▶ WORK ORDER: The response has to reproduce all entries exactly while excluding their pictures.

▶ DATA SHOWN:
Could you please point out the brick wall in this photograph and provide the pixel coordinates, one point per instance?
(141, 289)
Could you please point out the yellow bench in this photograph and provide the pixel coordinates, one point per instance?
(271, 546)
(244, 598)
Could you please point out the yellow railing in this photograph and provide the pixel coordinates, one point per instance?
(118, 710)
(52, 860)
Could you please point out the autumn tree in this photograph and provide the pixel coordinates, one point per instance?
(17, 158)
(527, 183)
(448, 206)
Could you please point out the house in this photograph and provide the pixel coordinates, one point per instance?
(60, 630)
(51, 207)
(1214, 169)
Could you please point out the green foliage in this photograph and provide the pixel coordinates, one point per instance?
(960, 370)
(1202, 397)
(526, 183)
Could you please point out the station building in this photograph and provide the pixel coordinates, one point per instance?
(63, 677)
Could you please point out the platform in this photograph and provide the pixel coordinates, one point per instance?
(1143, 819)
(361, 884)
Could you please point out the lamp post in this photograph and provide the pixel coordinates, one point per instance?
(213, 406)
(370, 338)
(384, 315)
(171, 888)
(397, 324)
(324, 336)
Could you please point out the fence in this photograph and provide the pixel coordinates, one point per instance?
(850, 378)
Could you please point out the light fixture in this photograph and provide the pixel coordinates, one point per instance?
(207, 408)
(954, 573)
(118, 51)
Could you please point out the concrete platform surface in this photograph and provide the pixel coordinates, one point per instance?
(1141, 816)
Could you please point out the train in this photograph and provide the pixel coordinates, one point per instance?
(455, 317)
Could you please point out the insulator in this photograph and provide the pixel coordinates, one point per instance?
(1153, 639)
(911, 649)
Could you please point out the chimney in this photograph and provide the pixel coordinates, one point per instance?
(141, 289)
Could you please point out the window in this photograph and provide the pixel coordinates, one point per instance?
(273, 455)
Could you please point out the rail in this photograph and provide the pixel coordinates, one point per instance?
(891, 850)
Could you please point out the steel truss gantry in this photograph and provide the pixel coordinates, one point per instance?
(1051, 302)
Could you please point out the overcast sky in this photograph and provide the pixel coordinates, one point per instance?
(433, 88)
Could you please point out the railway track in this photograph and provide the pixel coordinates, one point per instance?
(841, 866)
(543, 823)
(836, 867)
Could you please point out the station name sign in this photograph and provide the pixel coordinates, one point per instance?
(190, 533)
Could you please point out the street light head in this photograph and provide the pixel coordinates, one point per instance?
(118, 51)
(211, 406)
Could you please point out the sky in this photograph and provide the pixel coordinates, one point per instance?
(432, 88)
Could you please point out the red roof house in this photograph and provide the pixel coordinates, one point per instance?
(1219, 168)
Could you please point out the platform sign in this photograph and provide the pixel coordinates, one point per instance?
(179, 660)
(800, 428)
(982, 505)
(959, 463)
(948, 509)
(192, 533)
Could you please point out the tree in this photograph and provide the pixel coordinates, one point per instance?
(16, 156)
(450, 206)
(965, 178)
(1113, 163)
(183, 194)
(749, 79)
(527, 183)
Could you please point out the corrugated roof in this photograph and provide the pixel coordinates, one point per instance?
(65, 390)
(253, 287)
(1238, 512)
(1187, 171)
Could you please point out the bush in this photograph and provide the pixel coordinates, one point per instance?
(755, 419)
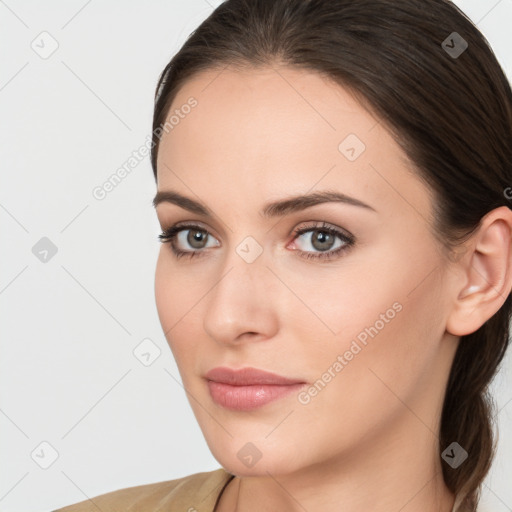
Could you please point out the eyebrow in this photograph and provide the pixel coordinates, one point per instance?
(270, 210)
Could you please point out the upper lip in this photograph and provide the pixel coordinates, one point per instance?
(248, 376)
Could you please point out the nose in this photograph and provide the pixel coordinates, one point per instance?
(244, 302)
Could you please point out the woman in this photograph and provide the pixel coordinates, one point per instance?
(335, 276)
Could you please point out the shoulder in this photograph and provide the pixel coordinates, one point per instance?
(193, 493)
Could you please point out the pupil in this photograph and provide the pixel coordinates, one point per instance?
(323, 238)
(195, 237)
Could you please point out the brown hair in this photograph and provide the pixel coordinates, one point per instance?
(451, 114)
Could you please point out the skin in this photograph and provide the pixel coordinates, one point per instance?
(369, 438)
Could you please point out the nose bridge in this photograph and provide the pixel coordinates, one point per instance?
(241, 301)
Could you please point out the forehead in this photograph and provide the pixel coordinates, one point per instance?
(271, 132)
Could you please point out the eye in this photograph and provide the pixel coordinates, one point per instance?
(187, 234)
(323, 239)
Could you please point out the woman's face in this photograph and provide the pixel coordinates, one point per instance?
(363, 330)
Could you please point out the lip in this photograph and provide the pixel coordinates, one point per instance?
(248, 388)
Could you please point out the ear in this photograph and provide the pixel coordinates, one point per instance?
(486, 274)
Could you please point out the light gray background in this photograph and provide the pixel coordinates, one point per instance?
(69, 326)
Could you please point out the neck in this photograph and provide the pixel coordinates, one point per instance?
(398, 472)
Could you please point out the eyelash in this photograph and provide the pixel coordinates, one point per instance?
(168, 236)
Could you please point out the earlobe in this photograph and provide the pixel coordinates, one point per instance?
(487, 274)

▶ FINISHED TASK:
Could you please point out the brick wall in this photograph and provide the pixel coordinates, one point per instance?
(141, 289)
Could you please point out the yellow bench in this photograph and provide the pixel coordinates, one point per instance?
(271, 546)
(244, 598)
Could you please point out the yellow railing in this photograph and provide the pixel coordinates, one point per instance?
(118, 710)
(52, 860)
Could you please point out the autumn tree in this photograph and provide the pixel coordinates, one point per instance?
(17, 158)
(527, 183)
(448, 206)
Could you please point out the house in this photograph and provide the pixel coordinates, one point per instance?
(60, 630)
(51, 207)
(1214, 169)
Could you please point out the green foliage in this photograph and provide the pixel coordinates, one point per instance?
(960, 370)
(1202, 397)
(526, 183)
Could you please point out the station building in this photograph and provide the pixel coordinates, one point per instance?
(63, 677)
Could you please point out the platform in this photograph and provide the pixel coordinates, one point per instance?
(1143, 819)
(361, 884)
Could you please point out the lamp post in this photograph and provide the pixel coordinates, one point per instance?
(213, 406)
(370, 338)
(384, 315)
(171, 888)
(397, 324)
(324, 336)
Could you please point out the fence in this photograph and provide the pixel coordinates, one point per instance?
(850, 378)
Could you please point out the light fixture in this photograph and provide the pixel coordinates, one point per instance?
(207, 408)
(954, 573)
(118, 51)
Could you please point out the concrete platform surface in this photograph and provide the pixel coordinates, one point per instance?
(1141, 816)
Could you please point out the train in this photograph and provide the pixel coordinates, one point per instance?
(455, 317)
Could you please point out the insulator in this photograph and provide the pixel coordinates, one point per instance?
(1153, 639)
(911, 649)
Could you please point out the chimney in this photograph and provide the pixel coordinates, one point per instance?
(141, 289)
Could you please point out the window in this photograph and provide the pixel coordinates, one point per instance?
(273, 455)
Could you please point out the rail in this photograph and provide the pixel coordinates, one point per instance?
(891, 850)
Could you please point out the steel truss gantry in this photograph and provide the pixel coordinates, one point per instance?
(1051, 302)
Could you please point out the overcast sky in this photograph and provide the pixel coordinates, one point per instance?
(433, 88)
Could you please point out the railway track in this photograph and provide the pixel coordinates, one point per instance?
(841, 866)
(543, 823)
(836, 867)
Could you please point out the station name sign in this photograph and provide the pixel coordinates, one point per instance?
(190, 533)
Could you please point out the street light head in this photograph and provide the pixel coordinates, one point per instance?
(118, 51)
(211, 406)
Could you please point out the sky in this photograph and provide the pixel coordinates, one point per instance?
(432, 88)
Could you please point out the red roof house in this photograph and provide the pixel coordinates, one point per instance?
(1219, 168)
Could you please point out the platform sign in this photograph and provide the pixel coordinates, one point per instance?
(179, 660)
(800, 428)
(982, 505)
(959, 463)
(948, 509)
(192, 533)
Could you please point out the tree in this photograph and provide the pixel coordinates, one point per instance?
(16, 156)
(450, 206)
(965, 178)
(1113, 163)
(183, 194)
(749, 79)
(527, 183)
Could you please point out the corrugated roof in this photograph and provide the pixel coordinates, one point per instance?
(65, 390)
(253, 287)
(1238, 512)
(1187, 171)
Could you please point out the bush in this photograph and provide the pixel coordinates, one point per instance?
(755, 419)
Could you please point out the eyebrow in this photograph and provide the pixel coordinates, one point per instance?
(270, 210)
Could you please point out the upper lip in this photograph and provide the pixel coordinates, one point per instance?
(248, 376)
Could you please point out the nose in this photograph and provide the pixel coordinates, one point per instance?
(244, 302)
Could you please point out the woman in this photograph and provide the pixel coordinates, one point per instance?
(335, 276)
Could you please point out the shoulder in this photograph and provide the pixel coordinates, one point per instance?
(193, 493)
Could you please point out the pupil in this photograph and provide the pixel coordinates, one point per instance?
(323, 238)
(195, 237)
Could you please point out the brown hair in this photograph and provide the pixel coordinates, one point per instance?
(451, 114)
Could you please point out the skin in this photograph and provide the pixel coordinates, one point per instance?
(369, 438)
Could you please point out the nose bridge in this photograph and provide the pixel coordinates, one point per instance?
(241, 301)
Could you please point out the forehead in this photograph and provide the pixel coordinates, one point per instance?
(271, 132)
Could you please point out the eye in this photograph and provide the pixel coordinates, one point per instance?
(187, 234)
(323, 239)
Could you please point out the woman's face in this photograph and provide the pixel coordinates, one point per instance?
(363, 330)
Could you please point out the lip in this photograph and provide the pixel coordinates, one point per instance?
(248, 388)
Could you please point out the ear in this photograph and provide the pixel coordinates, one point per instance?
(486, 274)
Could you please point out the light gray background in this photograph and provide the pixel coordinates, one point per instance?
(69, 326)
Could you please point out the neck in this photograph and provide the pixel coordinates, one point per instance?
(398, 472)
Could you please point out the eyelash in this photograph and provide the pixel coordinates, one point per instance?
(168, 236)
Could you please point out the earlobe in this photograph and provide the pixel coordinates, one point per instance?
(487, 274)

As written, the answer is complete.